• **Aim of the exercise**
Write out each line exactly as given. Leave the pictures out of your copy.

• **Input data**

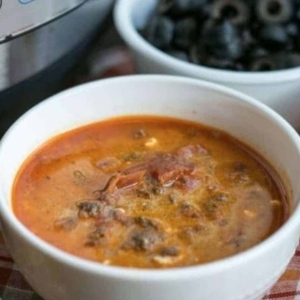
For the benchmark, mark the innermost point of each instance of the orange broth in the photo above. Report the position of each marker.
(149, 192)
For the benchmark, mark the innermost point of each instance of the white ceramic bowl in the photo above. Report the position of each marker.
(55, 274)
(278, 89)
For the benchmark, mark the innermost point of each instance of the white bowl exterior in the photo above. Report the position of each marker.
(57, 275)
(280, 92)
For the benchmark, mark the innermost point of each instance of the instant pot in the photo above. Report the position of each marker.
(40, 40)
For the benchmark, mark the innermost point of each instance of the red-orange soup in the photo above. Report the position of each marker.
(149, 192)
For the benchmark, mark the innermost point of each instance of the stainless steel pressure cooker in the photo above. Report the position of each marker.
(39, 42)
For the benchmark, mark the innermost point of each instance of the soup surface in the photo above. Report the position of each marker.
(149, 192)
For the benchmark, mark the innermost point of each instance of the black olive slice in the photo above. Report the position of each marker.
(266, 63)
(273, 37)
(185, 33)
(234, 10)
(174, 7)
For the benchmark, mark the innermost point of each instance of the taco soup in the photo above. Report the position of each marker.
(149, 192)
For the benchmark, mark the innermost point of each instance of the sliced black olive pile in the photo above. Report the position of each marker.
(241, 35)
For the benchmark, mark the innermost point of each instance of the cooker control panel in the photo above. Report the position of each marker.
(21, 16)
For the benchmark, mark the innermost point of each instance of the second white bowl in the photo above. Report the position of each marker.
(278, 89)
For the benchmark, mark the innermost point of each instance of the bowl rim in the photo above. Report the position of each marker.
(124, 24)
(153, 275)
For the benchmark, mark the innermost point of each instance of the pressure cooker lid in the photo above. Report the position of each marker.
(21, 16)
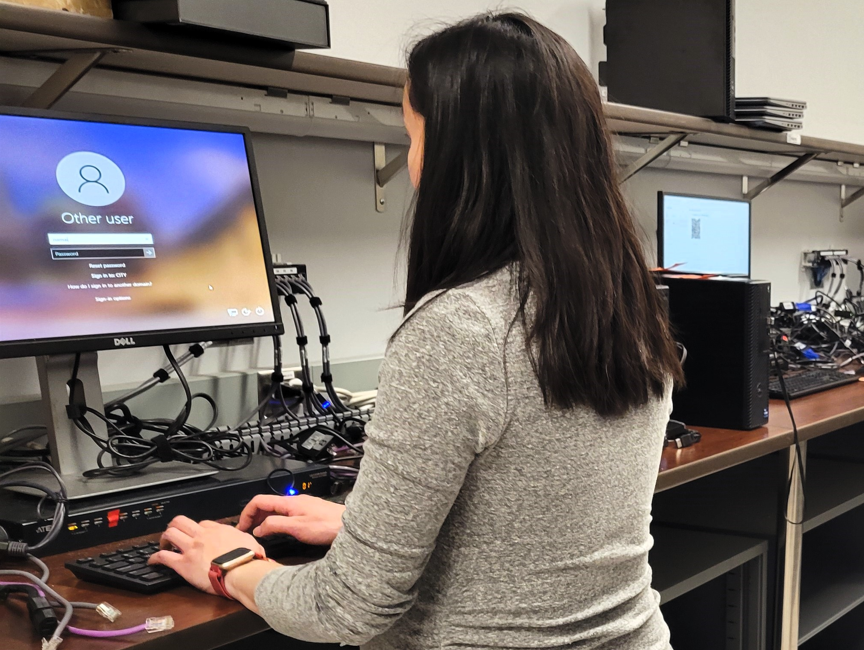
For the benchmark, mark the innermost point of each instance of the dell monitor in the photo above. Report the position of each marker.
(703, 235)
(124, 233)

• **Correct response**
For the benchmark, mark the innermost point of each instance of the orange broth in the photo above. Report the position of each marker.
(149, 192)
For the benchmark, mark the innermost point of each instance of the white ceramic bowl in the photo above. Report the position of each marker.
(55, 274)
(278, 89)
For the benchmark, mark the innermost point of each instance of the white bowl exterior in the photo above. Report the position of each marker.
(57, 275)
(280, 92)
For the benchmark, mark the innermost point of each instance of the instant pot in the photo above. Report the position of each marker.
(40, 40)
For the benchmark, mark the innermost point of each instance of the red-orange soup in the photo above. Report the position of each marker.
(149, 192)
For the benchmark, mark the innermost point of each instance of the stainless steel pressure cooker in the photo above. Report the position of each marker.
(39, 42)
For the benchmark, mark the innermost point of each instance of the soup surface in the photo above. Report the position of each marker.
(149, 192)
For the benchmark, mark the innermost point of each instance of the black olive slice in the photo above. Report the position of each marker.
(266, 63)
(273, 37)
(185, 33)
(234, 10)
(174, 7)
For the benchmark, mark the innermost point of each instance of the taco soup in the photo above. Report the position of each marker.
(149, 192)
For the benchmark, mark the innermost point of each instance of the sliced black olive pile in the photo above. Report the position of each marker.
(241, 35)
For the benchmark, mark the innermost point of each instance of the cooker control panel in the photo above. Report the position of each marker.
(21, 16)
For the benchmark, mark the innermost point of each instance of the second white bowl in the photo above. Report the position of each marker.
(278, 89)
For the benchmark, mark the innermost point of each instance of the bowl rim in the photo above. Report the position of each marker.
(124, 24)
(153, 275)
For the benchmark, mark the innermost point of each instance of the pressure cooker lid in the photo above. Report the position of each marker.
(21, 16)
For the benchmark, mark the innermost point of each instance of the dell monitor in the photo above. Report the position of each marker.
(703, 235)
(124, 233)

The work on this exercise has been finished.